### What the task requires
Exactly those lines that run from the one containing "Find the month" through the last line of the entries below should be printed, and no others.
-------- Records for this task
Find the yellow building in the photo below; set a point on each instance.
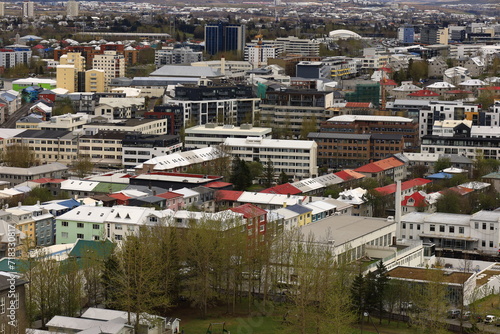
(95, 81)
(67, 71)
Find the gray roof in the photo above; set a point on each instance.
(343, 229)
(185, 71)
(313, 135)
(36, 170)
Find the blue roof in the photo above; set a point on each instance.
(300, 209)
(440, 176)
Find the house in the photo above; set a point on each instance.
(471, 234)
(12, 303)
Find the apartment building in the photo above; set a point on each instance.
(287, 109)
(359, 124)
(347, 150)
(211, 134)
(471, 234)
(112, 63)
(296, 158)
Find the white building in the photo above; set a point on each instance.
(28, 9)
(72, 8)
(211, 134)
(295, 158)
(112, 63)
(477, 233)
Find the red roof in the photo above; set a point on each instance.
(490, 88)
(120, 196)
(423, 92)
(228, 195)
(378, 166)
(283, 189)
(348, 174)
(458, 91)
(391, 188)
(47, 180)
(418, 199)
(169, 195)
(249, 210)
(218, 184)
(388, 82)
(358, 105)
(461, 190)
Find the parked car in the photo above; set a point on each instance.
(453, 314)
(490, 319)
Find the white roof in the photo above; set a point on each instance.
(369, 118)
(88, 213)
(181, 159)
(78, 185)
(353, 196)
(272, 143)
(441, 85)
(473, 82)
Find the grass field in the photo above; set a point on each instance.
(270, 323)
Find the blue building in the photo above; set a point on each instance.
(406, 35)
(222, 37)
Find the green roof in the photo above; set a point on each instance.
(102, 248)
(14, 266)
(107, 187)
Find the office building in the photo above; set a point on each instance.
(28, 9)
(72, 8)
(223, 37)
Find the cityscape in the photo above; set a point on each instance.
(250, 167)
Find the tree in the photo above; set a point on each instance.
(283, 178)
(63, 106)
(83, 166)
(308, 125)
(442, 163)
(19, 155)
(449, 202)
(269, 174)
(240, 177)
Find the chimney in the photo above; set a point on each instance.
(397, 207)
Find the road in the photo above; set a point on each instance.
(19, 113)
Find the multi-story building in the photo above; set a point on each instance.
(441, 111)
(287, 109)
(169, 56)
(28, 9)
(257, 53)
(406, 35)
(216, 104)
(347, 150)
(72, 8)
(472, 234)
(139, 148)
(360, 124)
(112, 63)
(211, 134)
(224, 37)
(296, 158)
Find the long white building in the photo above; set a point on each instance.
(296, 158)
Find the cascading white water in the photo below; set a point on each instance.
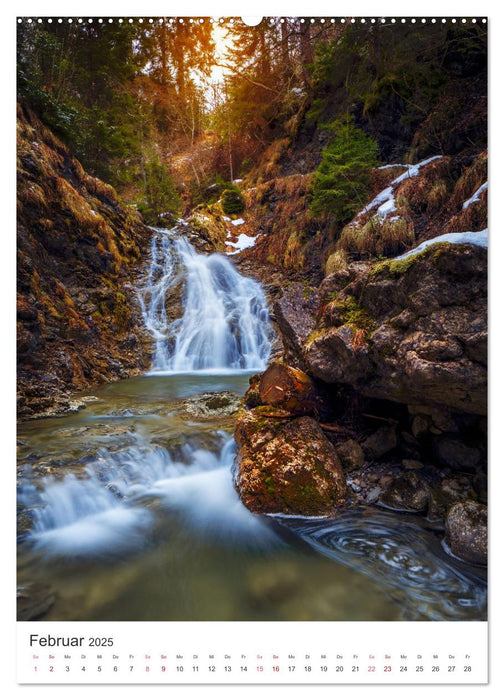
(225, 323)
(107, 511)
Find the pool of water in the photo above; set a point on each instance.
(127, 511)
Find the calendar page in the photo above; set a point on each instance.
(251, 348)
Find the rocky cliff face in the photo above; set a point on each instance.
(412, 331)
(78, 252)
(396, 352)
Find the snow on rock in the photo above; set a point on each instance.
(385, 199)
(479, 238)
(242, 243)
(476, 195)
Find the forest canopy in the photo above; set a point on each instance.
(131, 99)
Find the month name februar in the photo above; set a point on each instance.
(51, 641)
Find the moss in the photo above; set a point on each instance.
----------------
### Response box
Find the month name februar in the photo above; set a point on each instance.
(51, 641)
Find the moss in the photo above; set a point on each instance.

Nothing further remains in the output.